# Reading text
>> START

The question of whether or not the fourth provision was null and void as *270 testamentary in character is dependent upon grantor's intent to be gathered from the language of the instrument and applicable rules of law. As held in Carr v. Miller, 105 Neb. 623, 181 N.W. 557: "In the construction of every instrument for the conveyance of real estate or any interest therein, it is the duty of the courts to carry into effect the true intent of the parties, so far as such intent can be ascertained from the whole instrument and is consistent with the rules of law. Rev. St.1913, § 6195; Benedict v. Minton, 83 Neb. 782, 120 N.W. 429."

As stated in Blochowitz v. Blochowitz, 130 Neb. 789, 266 N.W. 644, 652; "However, in this state, the statute requires: `In the construction of every instrument creating or conveying, or authorizing or requiring the creation or conveyance of any real estate, or interest therein, it shall be the duty of the courts of justice to carry into effect the true interest (intent) of the parties, so far as such intent can be collected, from the whole instrument, and so far as such intent is consistent with the rules of law.' Comp.St.1929, § 76-109. This statute is applicable alike to wills, deeds, and contracts to convey. Heiser v. Brehm, 117 Neb. 472, 221 N.W. 97; Reuter v. Reuter, 116 Neb. 428, 218 N.W. 86."

In Ohm v. Clear Creek Drainage District, 153 Neb. 428, 45 N.W.2d 117, 118, this court held: "An estate in fee simple subject to a condition subsequent is created by any limitation which, in an otherwise effective conveyance of land, creates an estate in fee simple and provides that upon the occurrence of a stated event the conveyor or his successor in interest shall have the power to terminate the estate so created." As stated in the opinion at page 120: "Restatement, Property, § 45, p. 133, comment a, says: `* * * When a transferor, having an estate in fee simple absolute transfers an estate in fee simple subject to a condition subsequent, the transferee is regarded as having received the entire estate of the transferor, who, by virtue of his reserved power of termination has the power to regain his former estate, if and when there is a breach of the condition subsequent.'" Defendant took such a title when she accepted the deed and assumed its obligations.

Also, as stated in Restatement, Property, chapter 4, p. 168: "The owner of an estate in fee simple defeasible may be restricted in his uses of the affected land by an outstanding easement or profit or restricting covenant; or his estate may be subject to a money charge which operates as a lien thereon, * * *." Also, as stated in Restatement, Property, 1948 Supplement, § 24, comment ff, p. 361: "The language of an instrument frequently requires construction to determine whether it creates a condition subsequent, a covenant or both (see § 45, Comments n, o and p). When found to create both, the person entitled to enforce the covenant is entitled to all equitable relief normally available with respect to such a covenant, despite the fact that a condition subsequent also exists."

>> END

# Stated goal 1
In the rows below, pick out every line that contains the string "woman".
# Stated goal 2
Resume the court opinion above on fee simple estates subject to a condition subsequent, starting right after its final sentence.

# Records supplied
>> START

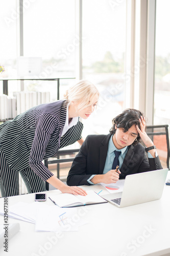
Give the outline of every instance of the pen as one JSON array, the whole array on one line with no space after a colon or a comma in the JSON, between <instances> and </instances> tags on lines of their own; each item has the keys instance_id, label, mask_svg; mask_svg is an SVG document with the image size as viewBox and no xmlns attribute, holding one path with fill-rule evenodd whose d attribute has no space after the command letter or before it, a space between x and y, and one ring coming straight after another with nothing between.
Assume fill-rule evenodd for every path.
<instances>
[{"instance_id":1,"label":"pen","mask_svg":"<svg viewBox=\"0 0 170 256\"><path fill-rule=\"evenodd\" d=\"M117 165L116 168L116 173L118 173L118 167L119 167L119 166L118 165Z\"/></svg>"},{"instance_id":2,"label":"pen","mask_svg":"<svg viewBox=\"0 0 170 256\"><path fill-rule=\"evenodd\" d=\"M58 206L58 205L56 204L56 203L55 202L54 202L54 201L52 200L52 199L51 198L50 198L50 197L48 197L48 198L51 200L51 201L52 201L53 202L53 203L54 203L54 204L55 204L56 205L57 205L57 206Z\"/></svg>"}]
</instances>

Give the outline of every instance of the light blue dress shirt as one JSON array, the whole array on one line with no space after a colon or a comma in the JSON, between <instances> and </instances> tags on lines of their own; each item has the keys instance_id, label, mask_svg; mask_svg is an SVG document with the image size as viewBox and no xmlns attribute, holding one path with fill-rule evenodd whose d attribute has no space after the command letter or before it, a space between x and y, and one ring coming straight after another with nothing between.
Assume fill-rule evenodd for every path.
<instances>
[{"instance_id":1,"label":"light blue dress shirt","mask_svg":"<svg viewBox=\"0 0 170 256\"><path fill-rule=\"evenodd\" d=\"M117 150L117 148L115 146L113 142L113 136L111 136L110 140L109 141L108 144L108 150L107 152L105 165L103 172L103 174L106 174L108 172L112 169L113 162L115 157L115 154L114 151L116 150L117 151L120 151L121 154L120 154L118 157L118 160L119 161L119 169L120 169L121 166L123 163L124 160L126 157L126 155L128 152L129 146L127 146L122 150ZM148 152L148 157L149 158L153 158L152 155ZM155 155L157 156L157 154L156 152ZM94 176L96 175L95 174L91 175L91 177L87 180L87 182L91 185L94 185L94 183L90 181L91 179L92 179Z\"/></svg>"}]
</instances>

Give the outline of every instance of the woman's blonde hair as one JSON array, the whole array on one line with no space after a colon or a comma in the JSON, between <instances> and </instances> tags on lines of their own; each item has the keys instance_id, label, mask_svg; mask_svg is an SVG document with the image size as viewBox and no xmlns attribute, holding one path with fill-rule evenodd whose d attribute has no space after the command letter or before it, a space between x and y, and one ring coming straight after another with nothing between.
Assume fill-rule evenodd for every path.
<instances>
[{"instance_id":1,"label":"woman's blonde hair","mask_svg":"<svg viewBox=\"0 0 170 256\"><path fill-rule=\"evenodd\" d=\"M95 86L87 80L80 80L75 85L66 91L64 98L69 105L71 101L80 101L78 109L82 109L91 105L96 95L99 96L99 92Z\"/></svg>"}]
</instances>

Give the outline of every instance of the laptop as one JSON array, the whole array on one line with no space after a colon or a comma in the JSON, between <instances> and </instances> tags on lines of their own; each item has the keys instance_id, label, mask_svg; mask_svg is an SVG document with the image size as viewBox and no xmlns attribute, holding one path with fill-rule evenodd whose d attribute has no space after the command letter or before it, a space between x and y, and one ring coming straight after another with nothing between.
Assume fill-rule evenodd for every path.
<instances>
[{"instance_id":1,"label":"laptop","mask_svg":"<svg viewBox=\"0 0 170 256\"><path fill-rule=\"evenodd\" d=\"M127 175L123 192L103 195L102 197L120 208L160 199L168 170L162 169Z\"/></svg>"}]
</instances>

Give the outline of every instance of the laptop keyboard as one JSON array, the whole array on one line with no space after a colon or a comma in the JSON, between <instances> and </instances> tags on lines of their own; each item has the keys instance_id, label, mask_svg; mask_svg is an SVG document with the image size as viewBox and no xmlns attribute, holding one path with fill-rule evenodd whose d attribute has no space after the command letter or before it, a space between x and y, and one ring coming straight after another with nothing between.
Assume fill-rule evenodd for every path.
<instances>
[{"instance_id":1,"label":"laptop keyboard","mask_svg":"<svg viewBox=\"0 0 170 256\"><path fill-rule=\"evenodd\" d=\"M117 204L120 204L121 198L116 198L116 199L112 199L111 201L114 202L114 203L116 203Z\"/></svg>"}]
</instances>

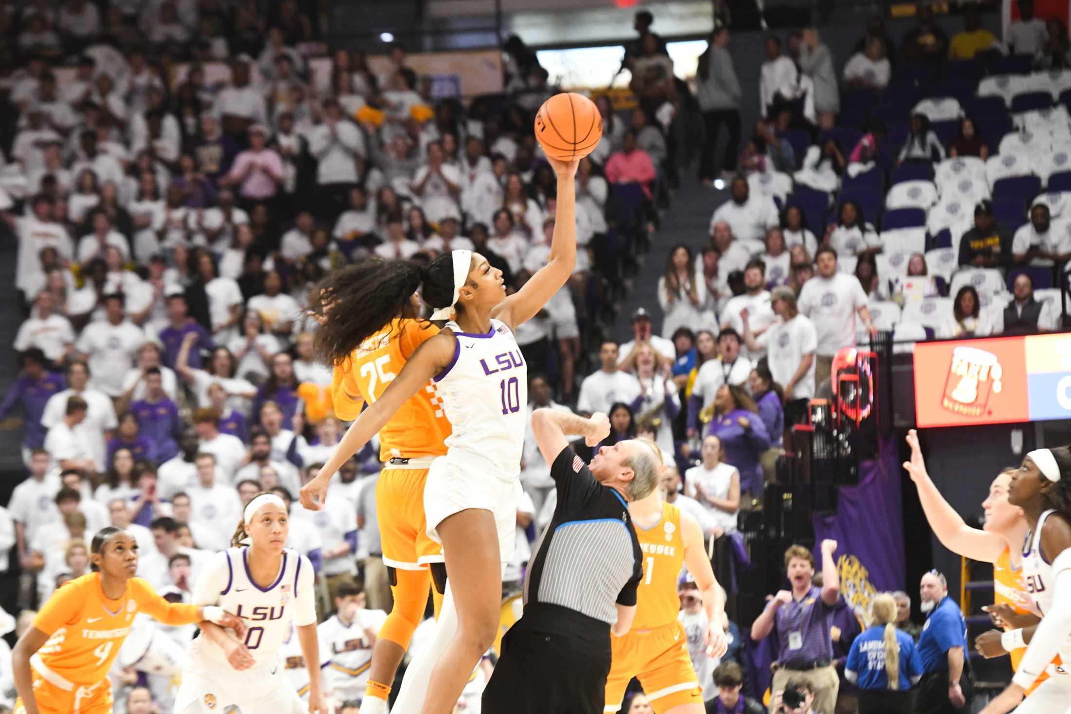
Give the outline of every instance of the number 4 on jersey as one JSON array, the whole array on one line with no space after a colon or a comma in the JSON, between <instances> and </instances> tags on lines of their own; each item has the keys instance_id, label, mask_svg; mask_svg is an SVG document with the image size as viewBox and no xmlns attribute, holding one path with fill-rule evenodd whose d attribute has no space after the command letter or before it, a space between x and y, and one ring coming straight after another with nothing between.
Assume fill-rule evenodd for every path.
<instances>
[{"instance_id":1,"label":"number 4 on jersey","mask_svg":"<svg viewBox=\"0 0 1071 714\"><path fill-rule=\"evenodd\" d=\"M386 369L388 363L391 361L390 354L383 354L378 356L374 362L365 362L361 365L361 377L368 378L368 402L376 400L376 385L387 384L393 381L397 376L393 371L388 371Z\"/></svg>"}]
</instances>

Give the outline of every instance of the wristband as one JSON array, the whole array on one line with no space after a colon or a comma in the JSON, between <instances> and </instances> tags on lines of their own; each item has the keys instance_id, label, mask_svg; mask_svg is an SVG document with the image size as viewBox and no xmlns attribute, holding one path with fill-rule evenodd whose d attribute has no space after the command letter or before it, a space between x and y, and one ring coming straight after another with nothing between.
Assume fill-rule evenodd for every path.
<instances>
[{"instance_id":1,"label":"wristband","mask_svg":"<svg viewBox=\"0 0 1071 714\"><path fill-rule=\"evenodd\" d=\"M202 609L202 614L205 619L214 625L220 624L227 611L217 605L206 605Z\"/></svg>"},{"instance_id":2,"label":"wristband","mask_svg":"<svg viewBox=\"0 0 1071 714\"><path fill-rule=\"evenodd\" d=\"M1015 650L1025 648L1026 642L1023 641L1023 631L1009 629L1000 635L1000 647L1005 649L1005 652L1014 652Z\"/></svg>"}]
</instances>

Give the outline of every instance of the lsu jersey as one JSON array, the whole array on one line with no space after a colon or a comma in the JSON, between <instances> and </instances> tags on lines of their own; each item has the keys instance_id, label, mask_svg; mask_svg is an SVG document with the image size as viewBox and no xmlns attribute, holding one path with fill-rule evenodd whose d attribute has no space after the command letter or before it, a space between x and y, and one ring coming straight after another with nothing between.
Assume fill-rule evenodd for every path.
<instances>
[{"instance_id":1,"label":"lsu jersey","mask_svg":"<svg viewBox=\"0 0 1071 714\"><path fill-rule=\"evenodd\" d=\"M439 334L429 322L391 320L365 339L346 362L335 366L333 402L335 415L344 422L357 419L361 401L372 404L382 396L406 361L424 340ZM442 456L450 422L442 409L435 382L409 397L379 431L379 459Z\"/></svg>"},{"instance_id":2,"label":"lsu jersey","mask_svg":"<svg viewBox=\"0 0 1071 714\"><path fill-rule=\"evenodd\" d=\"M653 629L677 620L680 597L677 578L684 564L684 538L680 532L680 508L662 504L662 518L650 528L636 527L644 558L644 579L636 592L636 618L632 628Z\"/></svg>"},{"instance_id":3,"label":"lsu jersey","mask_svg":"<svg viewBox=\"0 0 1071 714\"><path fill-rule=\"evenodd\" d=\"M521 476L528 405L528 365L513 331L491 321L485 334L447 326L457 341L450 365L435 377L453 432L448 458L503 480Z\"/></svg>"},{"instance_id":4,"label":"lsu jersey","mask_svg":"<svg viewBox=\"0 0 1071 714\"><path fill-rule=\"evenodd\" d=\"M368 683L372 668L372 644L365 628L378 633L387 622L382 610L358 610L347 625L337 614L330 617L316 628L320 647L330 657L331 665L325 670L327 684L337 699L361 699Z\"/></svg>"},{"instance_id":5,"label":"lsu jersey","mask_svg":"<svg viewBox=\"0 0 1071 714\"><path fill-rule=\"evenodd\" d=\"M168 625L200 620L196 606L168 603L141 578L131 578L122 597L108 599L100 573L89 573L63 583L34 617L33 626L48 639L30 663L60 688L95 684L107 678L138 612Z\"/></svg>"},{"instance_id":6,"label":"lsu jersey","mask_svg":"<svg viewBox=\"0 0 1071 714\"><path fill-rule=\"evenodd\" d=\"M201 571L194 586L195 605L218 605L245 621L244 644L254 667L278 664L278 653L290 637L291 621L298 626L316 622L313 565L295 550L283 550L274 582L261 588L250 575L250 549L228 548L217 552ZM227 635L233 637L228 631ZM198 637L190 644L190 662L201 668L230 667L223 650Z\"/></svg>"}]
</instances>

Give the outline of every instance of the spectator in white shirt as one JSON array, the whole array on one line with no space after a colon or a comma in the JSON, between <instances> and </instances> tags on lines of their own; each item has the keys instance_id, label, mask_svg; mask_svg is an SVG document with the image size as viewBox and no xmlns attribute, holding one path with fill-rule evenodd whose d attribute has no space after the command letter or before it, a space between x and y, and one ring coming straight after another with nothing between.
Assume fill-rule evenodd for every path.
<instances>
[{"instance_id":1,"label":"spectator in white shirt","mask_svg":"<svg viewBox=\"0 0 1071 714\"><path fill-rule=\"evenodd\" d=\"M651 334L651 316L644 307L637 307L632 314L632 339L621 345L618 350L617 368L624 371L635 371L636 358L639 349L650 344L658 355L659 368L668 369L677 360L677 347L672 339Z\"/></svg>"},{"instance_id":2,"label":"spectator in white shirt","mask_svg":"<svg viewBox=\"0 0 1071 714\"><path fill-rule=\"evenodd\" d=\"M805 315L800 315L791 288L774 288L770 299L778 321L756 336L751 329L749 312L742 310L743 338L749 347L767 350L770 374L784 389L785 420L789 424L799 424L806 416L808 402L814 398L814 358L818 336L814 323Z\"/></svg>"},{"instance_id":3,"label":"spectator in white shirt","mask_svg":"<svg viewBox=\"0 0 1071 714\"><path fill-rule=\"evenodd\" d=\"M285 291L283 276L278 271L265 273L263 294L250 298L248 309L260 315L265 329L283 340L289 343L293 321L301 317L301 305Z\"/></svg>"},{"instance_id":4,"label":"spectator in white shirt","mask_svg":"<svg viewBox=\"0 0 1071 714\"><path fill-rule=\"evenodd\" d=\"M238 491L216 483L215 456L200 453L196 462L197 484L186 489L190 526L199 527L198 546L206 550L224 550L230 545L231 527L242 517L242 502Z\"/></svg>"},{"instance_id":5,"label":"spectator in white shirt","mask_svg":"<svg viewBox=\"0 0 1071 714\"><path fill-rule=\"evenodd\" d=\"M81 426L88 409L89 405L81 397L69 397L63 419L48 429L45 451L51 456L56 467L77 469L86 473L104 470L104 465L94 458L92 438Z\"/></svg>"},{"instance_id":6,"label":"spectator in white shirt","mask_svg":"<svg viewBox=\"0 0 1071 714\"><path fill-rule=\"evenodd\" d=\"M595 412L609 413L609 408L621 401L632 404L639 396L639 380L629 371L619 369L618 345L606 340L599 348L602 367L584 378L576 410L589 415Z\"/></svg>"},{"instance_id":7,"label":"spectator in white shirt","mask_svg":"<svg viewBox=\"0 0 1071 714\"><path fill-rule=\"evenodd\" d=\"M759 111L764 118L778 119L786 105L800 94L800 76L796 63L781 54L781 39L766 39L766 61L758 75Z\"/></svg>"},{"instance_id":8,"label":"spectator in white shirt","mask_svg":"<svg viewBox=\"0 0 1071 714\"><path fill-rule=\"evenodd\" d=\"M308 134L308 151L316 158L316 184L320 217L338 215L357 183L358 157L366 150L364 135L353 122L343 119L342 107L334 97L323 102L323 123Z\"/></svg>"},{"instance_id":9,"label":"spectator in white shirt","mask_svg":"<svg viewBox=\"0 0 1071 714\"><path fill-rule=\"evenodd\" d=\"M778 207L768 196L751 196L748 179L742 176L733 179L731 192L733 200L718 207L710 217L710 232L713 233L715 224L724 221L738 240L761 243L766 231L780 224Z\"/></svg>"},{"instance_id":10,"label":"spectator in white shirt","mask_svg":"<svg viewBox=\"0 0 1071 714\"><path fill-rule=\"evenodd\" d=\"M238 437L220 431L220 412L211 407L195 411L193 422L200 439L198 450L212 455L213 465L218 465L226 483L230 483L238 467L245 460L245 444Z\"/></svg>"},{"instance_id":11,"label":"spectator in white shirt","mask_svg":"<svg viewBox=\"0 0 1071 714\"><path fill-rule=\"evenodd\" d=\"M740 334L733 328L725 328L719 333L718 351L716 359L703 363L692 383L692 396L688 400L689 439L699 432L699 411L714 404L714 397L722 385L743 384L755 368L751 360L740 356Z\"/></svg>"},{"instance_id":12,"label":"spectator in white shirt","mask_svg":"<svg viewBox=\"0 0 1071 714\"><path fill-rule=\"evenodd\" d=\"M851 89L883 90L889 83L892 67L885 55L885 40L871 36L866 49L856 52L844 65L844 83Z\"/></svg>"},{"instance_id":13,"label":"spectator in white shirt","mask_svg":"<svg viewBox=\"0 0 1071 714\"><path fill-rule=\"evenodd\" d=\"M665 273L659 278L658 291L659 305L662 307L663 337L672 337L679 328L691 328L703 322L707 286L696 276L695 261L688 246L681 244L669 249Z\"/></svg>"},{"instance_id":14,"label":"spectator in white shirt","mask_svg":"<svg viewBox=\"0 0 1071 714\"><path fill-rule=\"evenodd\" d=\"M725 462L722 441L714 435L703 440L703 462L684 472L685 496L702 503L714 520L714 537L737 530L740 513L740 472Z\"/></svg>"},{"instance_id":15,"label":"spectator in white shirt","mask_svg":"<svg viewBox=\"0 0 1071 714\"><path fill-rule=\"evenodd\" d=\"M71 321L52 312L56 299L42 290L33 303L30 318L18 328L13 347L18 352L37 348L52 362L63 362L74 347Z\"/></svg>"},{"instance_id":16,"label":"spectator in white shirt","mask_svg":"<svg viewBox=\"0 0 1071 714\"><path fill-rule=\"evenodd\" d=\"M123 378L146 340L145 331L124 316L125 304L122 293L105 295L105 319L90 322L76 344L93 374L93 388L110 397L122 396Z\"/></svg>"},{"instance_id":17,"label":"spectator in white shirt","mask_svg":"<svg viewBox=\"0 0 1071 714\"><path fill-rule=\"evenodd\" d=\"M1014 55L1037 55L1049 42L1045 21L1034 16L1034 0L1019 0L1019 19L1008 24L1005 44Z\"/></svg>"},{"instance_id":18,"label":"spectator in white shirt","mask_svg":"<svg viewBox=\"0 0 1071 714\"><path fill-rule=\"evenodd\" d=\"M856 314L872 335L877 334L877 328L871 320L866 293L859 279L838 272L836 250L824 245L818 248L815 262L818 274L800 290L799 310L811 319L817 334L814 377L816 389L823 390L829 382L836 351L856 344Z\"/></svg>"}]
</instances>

>> END

# Task output 1
Give the outline of every instance of the woman's blonde hair as one JSON array, the whole array on one line with no space after a colon or a comma in the JSON, between <instances> and </instances> tags on lines of their own; each item has the keys instance_id, label, mask_svg; mask_svg is an SVG document with the image size as viewBox and no xmlns attribute, holding one path with fill-rule evenodd whose d attribute has no space after the command letter or before it, a space between x and y, and one ring coming straight after another with nothing between.
[{"instance_id":1,"label":"woman's blonde hair","mask_svg":"<svg viewBox=\"0 0 170 256\"><path fill-rule=\"evenodd\" d=\"M95 86L87 80L80 80L75 85L66 91L64 98L69 105L71 101L80 101L78 109L82 109L91 105L96 95L99 96L99 92Z\"/></svg>"}]

# Task output 2
In Restatement, Trusts, § 10, comment f, p. 34, it is said: "Whether an equitable charge or a trust is created depends upon the manifestation of intention of the transferor. If the transferor manifests an intention to impose a duty upon the transferee to deal with the property for the benefit of a third person and to give to the third person the beneficial interest therein, a trust is created; if he manifests an intention not to impose such a duty upon the transferee, but to give to the transferee the beneficial interest therein, and to give a security interest to the third person, an equitable charge is created.

"Ordinarily where property is transferred to another `subject to the payment of' a certain sum to a third person, * * * an equitable charge and not a trust is created, since the tranferor does not thereby manifest an intention to impose a duty upon the transferee to deal with the property for the benefit of the third person. On the other hand, where property is transferred to another with a direction to pay to a third person a certain sum out of the property or its proceeds, * * * a trust and not an equitable charge is created, since the transferor thereby manifests an intention to impose a duty upon the transferee to deal with the property *271 in part at least for the benefit of the third person." Also, as stated in the same section, comment a, p. 32: "In the case of an equitable charge, as in that of a trust, the person having title to property holds it subject to an equitable interest in another person. If an equitable charge is created, the equitable encumbrancer has an equitable lien upon the property, but the person who holds subject to the charge is the owner of the property, subject only to the lien; a trustee is not the owner of the trust property although he has title to it (see § 2, Comment d). An equitable interest as well as a legal interest may be subject to an equitable charge, just as an equitable interest as well as a legal interest may be held in trust.

"After the equitable charge is paid, the devisee can hold the property free and clear. On the other hand, where property is transferred upon a trust which is fully performed without exhausting the trust estate, the trustee holds the surplus upon a resulting trust for the settlor unless the settlor properly manifested a different intention (see § 430)."

Further, as stated in Restatement, Trusts, § 56, comment f, p. 172: "If by the terms of the trust an interest passes to the beneficiary during the life of the settlor, although the interest does not take effect in enjoyment or possession before the death of the settlor, the trust is not a testamentary trust, except as stated in § 57 (2, 3). The disposition is not testamentary and the intended trust is valid, even though the interest of the beneficiary is contingent upon the existence of a certain state of facts at the time of the settlor's death." Section 57 (2, 3) has no application here.

It will be observed then that whether the $6,000 involved was an equitable charge as argued by plaintiff, or a trust as argued by defendant Bertha Dahlke, it conveyed a present contingent equitable interest to the beneficiary and it would be valid and binding upon defendant, Bertha Dahlke, and not null and void as testamentary in character. We find no provision in the deed which could make paragraph Fourth null and void. Cases cited and relied upon by defendant are distinguishable upon both the facts and the law, and are not in point or controlling here.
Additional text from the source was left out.